---------- SOURCE ----------

US12286840B2ActiveUtilityA1

Fiber optic enabled intelligent completion employing an end connector

68
Assignee: HALLIBURTON ENERGY SERVICES INCPriority: Apr 14, 2022Filed: Apr 14, 2023Granted: Apr 29, 2025
Est. expiryApr 14, 2042(~15.8 yrs left)· nominal 20-yr term from priority
E21B 47/01E21B 43/14E21B 33/12E21B 47/114E21B 34/06E21B 17/028
68
PatentIndex Score
0
Cited by
8
References
19
Claims

Abstract

A well system and a related method are discussed. The well system, in one aspect, includes a wellbore extending through a subterranean hydrocarbon producing zone, as well as production tubing located in the wellbore, the production tubing including a first inflow control valve configured to regulate a first inflow of hydrocarbons from the subterranean hydrocarbon producing zone into the production tubing. The well system, in accordance with this aspect, further includes a flange coupled to the production tubing and having a fitting positioned proximate a downhole end thereof, and a fiber optic cable installed within the wellbore, an end connector of the fiber optic cable coupled end to end with the fitting of the flange to fix the fiber optic cable relative to the first inflow control valve.

Claims

exact text as granted — not AI-modified
What is claimed is: 
     
       1. A well system, comprising:
 a wellbore extending through a subterranean hydrocarbon producing zone; 
 production tubing located in the wellbore, the production tubing including a first inflow control valve configured to regulate a first inflow of hydrocarbons from the subterranean hydrocarbon producing zone into the production tubing; 
 a flange coupled to the production tubing and having a fitting positioned proximate a downhole end thereof; and 
 a fiber optic cable installed within the wellbore, an end connector of the fiber optic cable coupled end to end with the fitting of the flange to fix the fiber optic cable relative to the first inflow control valve, wherein the fiber optic cable is terminated with a connector, and further wherein a downhole end of the connector includes a termination housing with the end connector. 
 
     
     
       2. The well system as recited in  claim 1 , wherein the end connector is a threaded end connector coupled with a threaded fitting.

---------- RAW DATA ----------

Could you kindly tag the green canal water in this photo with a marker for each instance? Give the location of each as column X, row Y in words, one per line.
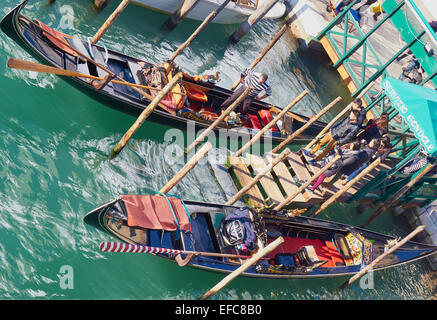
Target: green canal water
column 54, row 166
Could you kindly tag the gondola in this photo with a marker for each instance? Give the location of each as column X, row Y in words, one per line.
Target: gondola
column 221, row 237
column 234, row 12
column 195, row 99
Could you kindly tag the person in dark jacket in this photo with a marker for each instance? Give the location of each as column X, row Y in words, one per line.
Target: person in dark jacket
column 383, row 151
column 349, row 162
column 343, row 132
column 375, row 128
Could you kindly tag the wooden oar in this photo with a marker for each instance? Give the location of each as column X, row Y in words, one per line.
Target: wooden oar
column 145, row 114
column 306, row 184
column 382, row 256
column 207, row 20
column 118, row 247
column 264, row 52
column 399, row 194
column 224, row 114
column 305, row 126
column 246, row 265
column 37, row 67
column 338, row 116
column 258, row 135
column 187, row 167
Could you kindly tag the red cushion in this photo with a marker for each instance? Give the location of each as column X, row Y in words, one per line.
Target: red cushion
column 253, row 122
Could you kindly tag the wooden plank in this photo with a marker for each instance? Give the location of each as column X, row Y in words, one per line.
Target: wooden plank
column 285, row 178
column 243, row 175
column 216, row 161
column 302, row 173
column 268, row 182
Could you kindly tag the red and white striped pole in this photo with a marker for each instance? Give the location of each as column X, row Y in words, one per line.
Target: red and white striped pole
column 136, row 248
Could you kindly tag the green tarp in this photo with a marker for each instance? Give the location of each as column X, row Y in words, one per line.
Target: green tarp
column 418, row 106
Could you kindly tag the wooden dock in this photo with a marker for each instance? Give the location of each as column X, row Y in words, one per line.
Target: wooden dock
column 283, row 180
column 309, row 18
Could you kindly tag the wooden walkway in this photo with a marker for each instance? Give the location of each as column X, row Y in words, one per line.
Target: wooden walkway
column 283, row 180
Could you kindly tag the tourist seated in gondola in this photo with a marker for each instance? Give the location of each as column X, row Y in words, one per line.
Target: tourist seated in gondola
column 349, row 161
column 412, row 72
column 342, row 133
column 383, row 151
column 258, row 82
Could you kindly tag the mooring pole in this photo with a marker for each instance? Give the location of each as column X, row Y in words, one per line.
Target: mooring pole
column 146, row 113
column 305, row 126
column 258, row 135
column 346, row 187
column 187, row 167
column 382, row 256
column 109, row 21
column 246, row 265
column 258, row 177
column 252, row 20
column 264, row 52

----------
---------- RAW DATA ----------

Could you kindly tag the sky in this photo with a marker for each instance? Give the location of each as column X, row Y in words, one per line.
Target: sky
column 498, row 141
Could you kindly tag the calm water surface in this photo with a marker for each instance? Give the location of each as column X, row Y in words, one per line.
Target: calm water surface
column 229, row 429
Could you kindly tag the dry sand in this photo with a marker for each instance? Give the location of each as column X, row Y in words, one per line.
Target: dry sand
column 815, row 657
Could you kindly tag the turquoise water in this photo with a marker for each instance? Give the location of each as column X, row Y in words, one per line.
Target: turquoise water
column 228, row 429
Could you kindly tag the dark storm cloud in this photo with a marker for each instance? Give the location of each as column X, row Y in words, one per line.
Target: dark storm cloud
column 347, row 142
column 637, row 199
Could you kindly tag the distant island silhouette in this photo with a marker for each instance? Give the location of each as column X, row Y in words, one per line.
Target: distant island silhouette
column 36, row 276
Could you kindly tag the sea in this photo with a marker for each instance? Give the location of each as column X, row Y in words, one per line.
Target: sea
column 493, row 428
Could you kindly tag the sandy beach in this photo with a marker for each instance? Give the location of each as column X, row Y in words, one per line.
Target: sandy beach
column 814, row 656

----------
---------- RAW DATA ----------

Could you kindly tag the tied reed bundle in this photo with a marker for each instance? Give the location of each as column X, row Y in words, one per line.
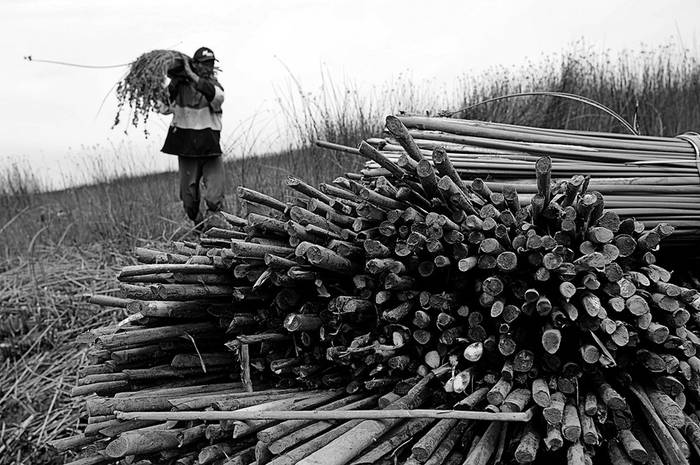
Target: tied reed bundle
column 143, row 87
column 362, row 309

----------

▶ _STATED TASK 1_
Who is listed as the assignee of the fiber optic well completion patent?
▶ _STATED TASK 2_
Carry on the fiber optic well completion patent from the point where it stops.

▶ _TASK OUTPUT 1_
HALLIBURTON ENERGY SERVICES INC

▶ _TASK OUTPUT 2_
     
     
       3. The well system as recited in  claim 1 , wherein the end connector is a pinned end connector coupled with a socket fitting. 
     
     
       4. The well system as recited in  claim 1 , wherein the first inflow control valve is a shrouded inflow control valve including a flow tubing having one or more flow ports and a shroud positioned radially about the flow tubing, and further wherein the fiber optic cable is located in an annulus between the flow tubing and the shroud. 
     
     
       5. The well system as recited in  claim 4 , wherein the fiber optic cable is configured to collect inflow data across a length of the shroud. 
     
     
       6. The well system as recited in  claim 4 , wherein the flange forms at least a portion of the flow tubing. 
     
     
       7. The well system as recited in  claim 6 , wherein the fitting is located in the annulus between the flow tube and the shroud. 
     
     
       8. The well system as recited in  claim 1 , wherein the subterranean hydrocarbon producing zone is a first subterranean hydrocarbon producing zone, and further wherein the wellbore extends through a second subterranean hydrocarbon producing zone, a feedthrough packer configured to help separate the first inflow of hydrocarbons from the first subterranean hydrocarbon producing zone through the first inflow control valve into the production tubing from a second inflow of hydrocarbons from the second subterranean hydrocarbon producing zone through a second inflow control valve into the production tubing, and further wherein the flange is located downhole of the first inflow control valve and at least partially downhole of the second inflow control valve. 
     
     
       9. The well system as recited in  claim 1 , further including a feedthrough packer located in the wellbore, the feedthrough packer configured to help guide the first inflow of hydrocarbons from the subterranean hydrocarbon producing zone through the first inflow control valve and into the production tubing, the fiber optic cable installed across the feedthrough packer.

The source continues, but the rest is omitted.